Dataset extract
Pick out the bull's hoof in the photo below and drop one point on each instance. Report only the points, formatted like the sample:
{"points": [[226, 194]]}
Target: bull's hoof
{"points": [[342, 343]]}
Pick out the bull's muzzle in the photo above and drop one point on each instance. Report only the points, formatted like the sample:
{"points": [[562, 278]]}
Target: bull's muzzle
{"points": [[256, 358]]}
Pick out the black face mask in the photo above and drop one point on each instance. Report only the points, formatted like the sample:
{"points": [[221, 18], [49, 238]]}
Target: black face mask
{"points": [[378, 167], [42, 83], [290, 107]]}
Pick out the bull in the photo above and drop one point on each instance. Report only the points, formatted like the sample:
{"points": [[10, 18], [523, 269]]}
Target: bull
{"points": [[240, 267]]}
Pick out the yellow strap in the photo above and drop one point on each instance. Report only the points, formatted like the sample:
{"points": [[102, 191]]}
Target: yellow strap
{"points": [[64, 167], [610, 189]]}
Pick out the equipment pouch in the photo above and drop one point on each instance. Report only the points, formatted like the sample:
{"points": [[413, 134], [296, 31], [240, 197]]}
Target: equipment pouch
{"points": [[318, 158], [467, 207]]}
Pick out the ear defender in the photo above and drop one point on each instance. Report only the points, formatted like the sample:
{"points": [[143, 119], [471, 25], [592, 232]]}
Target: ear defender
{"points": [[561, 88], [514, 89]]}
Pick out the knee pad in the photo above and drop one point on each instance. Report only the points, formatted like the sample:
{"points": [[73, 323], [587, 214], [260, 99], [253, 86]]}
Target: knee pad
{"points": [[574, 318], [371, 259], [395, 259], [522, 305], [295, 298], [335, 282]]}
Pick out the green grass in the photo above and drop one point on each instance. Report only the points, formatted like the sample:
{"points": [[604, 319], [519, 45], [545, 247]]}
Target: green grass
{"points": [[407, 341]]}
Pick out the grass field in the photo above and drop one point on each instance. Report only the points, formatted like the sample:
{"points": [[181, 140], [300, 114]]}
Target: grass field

Objective
Give every entry above again, switching each "Pick out" to "Locate" and keeping everything else the same.

Exercise solution
Locate the bull's hoof in the photo below and drop one point on each instance. Report only the points, formatted like the sample:
{"points": [[226, 194]]}
Target: bull's hoof
{"points": [[342, 343]]}
Locate the bull's muzzle in the photo above and drop one point on each instance. Report only the points, formatted like the sample:
{"points": [[562, 278]]}
Target: bull's muzzle
{"points": [[256, 358]]}
Locate the black face mask in the photo above and drop one point on each instance. Report only the points, formatted like the sample:
{"points": [[221, 18], [49, 238]]}
Target: black face mask
{"points": [[378, 167], [42, 83], [290, 107]]}
Locate the bull in the photo above and drop one point on each instance. Report only the points, formatted like the sample:
{"points": [[10, 18], [523, 269]]}
Target: bull
{"points": [[240, 267]]}
Locate the yellow strap in the photo above and drop one point on each instance. Report only the points, formatted like the sample:
{"points": [[102, 191]]}
Target: yellow strap
{"points": [[64, 167], [610, 189]]}
Locate the equipment pouch in the photo above and drop one point on each instance. Report only the points, formatted like the sample:
{"points": [[413, 134], [296, 31], [240, 197]]}
Target: equipment pouch
{"points": [[318, 158], [467, 207]]}
Locate the ear defender in the photo above and drop one point on each instance. Report only the points, formatted like the sample:
{"points": [[143, 119], [471, 25], [592, 232]]}
Target: ear defender
{"points": [[561, 88], [514, 89]]}
Locate the knee pad in the photo above and drop one point on each instance. Report only the points, formatted like the sample:
{"points": [[73, 323], [587, 214], [260, 99], [253, 86]]}
Target: knee pad
{"points": [[574, 318], [371, 259], [395, 259], [522, 305], [295, 298], [335, 282]]}
Locate the green grass in the photo above and drop one point on each instance. Report only the points, formatted like the sample:
{"points": [[604, 319], [519, 45], [545, 247]]}
Target: green grass
{"points": [[407, 341]]}
Locate the grass field in the photo above and drop one point on each instance. Report only the points, formatted like the sample:
{"points": [[181, 140], [300, 114]]}
Target: grass field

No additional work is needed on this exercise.